**Aim of the task:** Look for "Where can the bush" in the entries below. Then write out exactly the line that holds it and every line after it, to the last, and nothing else.

**Entries shown:**

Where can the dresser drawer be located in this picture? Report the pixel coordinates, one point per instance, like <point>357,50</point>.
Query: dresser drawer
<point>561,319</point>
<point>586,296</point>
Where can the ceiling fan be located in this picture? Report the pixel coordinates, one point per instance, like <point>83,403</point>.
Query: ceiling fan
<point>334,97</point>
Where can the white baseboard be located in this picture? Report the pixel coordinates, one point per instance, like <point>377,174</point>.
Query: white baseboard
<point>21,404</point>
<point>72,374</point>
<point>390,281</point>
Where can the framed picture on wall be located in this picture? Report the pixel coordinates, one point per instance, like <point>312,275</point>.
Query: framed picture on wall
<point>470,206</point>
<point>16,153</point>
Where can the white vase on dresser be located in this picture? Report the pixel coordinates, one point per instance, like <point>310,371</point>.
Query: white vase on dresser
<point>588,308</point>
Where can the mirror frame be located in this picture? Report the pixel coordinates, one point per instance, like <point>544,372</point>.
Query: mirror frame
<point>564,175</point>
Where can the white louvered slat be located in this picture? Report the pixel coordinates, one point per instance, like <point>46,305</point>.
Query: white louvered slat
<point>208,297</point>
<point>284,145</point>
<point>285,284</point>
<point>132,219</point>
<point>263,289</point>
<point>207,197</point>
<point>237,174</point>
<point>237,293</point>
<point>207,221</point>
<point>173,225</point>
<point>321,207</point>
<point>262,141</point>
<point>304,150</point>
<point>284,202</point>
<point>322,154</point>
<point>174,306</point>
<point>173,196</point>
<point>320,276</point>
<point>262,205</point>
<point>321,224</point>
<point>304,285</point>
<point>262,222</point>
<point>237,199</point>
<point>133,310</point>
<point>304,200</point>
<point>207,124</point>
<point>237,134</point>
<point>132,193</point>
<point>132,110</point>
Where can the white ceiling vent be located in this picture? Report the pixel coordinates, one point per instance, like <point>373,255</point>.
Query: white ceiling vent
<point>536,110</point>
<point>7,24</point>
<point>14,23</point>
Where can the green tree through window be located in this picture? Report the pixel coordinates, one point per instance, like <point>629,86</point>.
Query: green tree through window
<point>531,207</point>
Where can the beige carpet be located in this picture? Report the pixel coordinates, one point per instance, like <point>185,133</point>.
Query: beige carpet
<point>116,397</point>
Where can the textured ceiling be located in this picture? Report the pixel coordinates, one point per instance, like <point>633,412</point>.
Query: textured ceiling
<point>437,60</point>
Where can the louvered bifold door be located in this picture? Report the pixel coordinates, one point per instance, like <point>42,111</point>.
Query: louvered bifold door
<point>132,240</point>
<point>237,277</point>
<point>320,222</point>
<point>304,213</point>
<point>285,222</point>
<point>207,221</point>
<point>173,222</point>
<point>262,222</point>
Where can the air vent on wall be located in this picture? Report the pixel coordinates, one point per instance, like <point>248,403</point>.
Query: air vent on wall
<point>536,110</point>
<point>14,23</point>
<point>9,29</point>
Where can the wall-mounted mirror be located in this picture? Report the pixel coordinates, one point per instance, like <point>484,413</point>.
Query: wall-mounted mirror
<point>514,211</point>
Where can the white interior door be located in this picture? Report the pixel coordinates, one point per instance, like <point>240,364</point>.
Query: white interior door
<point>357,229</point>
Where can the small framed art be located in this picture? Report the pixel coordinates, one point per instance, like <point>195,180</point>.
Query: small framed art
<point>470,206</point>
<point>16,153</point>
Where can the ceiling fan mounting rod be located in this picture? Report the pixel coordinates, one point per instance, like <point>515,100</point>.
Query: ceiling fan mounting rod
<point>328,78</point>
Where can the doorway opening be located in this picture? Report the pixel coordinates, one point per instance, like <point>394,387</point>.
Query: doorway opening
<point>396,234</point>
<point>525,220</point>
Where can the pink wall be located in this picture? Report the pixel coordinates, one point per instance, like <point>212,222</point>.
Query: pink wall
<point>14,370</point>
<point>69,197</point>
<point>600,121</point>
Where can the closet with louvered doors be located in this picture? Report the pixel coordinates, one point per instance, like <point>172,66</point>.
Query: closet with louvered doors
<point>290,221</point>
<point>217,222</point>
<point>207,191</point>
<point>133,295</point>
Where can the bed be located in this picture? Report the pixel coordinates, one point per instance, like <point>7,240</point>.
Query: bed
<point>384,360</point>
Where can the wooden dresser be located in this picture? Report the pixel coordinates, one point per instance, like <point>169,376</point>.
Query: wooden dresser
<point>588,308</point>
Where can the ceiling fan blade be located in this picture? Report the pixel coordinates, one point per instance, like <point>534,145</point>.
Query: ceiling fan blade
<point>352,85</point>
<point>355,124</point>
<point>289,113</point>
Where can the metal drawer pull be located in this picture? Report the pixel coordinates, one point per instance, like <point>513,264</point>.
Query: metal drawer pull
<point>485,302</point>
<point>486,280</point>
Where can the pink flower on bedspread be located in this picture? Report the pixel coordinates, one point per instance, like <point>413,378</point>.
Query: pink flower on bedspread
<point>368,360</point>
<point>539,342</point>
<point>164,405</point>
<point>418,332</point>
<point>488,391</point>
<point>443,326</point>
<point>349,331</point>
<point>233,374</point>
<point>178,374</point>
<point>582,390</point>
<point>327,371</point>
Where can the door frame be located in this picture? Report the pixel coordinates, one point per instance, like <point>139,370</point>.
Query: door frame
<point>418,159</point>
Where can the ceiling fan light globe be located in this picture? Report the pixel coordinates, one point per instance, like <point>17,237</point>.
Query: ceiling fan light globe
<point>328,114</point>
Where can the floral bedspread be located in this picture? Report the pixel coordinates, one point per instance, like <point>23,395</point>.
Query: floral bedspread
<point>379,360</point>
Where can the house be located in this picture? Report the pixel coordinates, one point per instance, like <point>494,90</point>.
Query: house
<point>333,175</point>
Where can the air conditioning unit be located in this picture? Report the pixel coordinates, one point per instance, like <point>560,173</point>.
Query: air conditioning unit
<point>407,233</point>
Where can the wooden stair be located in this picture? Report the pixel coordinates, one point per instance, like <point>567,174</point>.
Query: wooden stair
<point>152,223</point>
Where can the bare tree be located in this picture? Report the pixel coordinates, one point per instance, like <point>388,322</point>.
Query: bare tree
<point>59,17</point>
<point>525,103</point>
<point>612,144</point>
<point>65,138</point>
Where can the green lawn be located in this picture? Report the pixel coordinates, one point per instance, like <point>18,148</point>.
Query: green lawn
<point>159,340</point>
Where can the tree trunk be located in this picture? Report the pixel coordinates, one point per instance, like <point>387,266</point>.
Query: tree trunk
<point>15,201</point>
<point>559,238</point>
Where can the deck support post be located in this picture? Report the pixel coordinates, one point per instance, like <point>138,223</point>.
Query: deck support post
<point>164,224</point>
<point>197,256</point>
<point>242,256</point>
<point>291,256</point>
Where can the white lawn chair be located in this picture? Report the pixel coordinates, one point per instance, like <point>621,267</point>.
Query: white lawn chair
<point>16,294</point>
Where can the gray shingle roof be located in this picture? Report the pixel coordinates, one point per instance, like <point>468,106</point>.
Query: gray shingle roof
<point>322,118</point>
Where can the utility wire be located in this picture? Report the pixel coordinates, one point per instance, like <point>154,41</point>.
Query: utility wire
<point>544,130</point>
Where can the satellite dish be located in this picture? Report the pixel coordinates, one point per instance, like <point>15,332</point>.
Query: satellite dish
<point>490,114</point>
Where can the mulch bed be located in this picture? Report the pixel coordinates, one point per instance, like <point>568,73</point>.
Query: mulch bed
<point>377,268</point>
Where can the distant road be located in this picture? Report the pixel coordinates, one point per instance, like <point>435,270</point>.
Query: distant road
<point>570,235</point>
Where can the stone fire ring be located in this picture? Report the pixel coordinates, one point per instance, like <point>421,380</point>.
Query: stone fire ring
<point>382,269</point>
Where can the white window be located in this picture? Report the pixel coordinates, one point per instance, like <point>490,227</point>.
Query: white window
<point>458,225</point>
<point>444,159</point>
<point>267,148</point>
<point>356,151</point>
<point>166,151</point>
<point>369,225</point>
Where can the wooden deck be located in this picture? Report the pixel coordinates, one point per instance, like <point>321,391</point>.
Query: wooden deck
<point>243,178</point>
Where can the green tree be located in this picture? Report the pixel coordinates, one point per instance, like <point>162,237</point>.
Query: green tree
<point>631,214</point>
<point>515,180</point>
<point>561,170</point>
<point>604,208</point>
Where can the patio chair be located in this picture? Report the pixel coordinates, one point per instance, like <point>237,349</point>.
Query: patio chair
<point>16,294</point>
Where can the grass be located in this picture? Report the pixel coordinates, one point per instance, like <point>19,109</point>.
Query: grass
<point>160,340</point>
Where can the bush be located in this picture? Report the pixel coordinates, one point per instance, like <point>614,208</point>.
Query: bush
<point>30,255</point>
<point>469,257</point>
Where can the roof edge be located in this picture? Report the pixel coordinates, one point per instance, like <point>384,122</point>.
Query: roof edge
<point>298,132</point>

**Answer section:**
Where can the bush be located in this picture? Report the pixel coordinates, one point per instance, like <point>614,208</point>.
Query: bush
<point>30,255</point>
<point>469,257</point>
Where can the roof edge be located in this picture? Report the pixel coordinates, one point per instance, like <point>384,122</point>.
Query: roof edge
<point>298,132</point>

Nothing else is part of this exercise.